→ **TASK DESCRIPTION**
Pull out each line of the rows below that contains the string "instances", and copy those lines in full.

→ **DATA EXCERPTS**
>> START

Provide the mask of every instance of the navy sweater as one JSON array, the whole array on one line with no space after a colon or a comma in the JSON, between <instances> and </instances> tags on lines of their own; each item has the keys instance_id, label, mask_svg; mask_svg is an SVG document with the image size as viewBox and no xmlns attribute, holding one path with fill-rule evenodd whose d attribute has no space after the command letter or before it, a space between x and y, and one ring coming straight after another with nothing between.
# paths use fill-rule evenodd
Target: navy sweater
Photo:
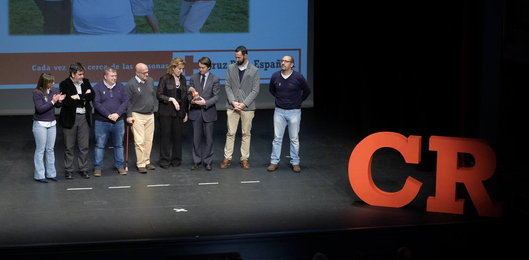
<instances>
[{"instance_id":1,"label":"navy sweater","mask_svg":"<svg viewBox=\"0 0 529 260\"><path fill-rule=\"evenodd\" d=\"M55 103L54 106L51 103L53 95L59 94L57 93L57 90L55 88L52 88L50 92L47 95L44 95L39 91L33 92L33 103L35 104L33 120L45 122L51 122L55 120L54 108L59 108L62 105L62 103L58 101Z\"/></svg>"},{"instance_id":2,"label":"navy sweater","mask_svg":"<svg viewBox=\"0 0 529 260\"><path fill-rule=\"evenodd\" d=\"M101 81L94 86L96 97L92 103L95 110L95 119L98 121L111 122L108 116L116 113L120 115L117 120L123 119L123 114L129 105L129 93L125 86L116 82L112 87L112 96L110 90L105 83Z\"/></svg>"},{"instance_id":3,"label":"navy sweater","mask_svg":"<svg viewBox=\"0 0 529 260\"><path fill-rule=\"evenodd\" d=\"M308 83L300 73L293 70L286 79L281 71L272 74L270 79L270 92L276 98L276 106L283 109L296 109L311 94Z\"/></svg>"}]
</instances>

>> END

→ **RESPONSE**
Provide the mask of every instance of the navy sweater as one JSON array, the whole array on one line with no space after a colon or a comma in the JSON, between <instances> and </instances> tags on lines of their own; each item has the keys instance_id, label, mask_svg; mask_svg is an SVG document with the image size as viewBox and no xmlns attribute, holding one path with fill-rule evenodd whose d attribute has no space after the command letter or before it, a space between x and y, and one ring coming straight after another with nothing between.
<instances>
</instances>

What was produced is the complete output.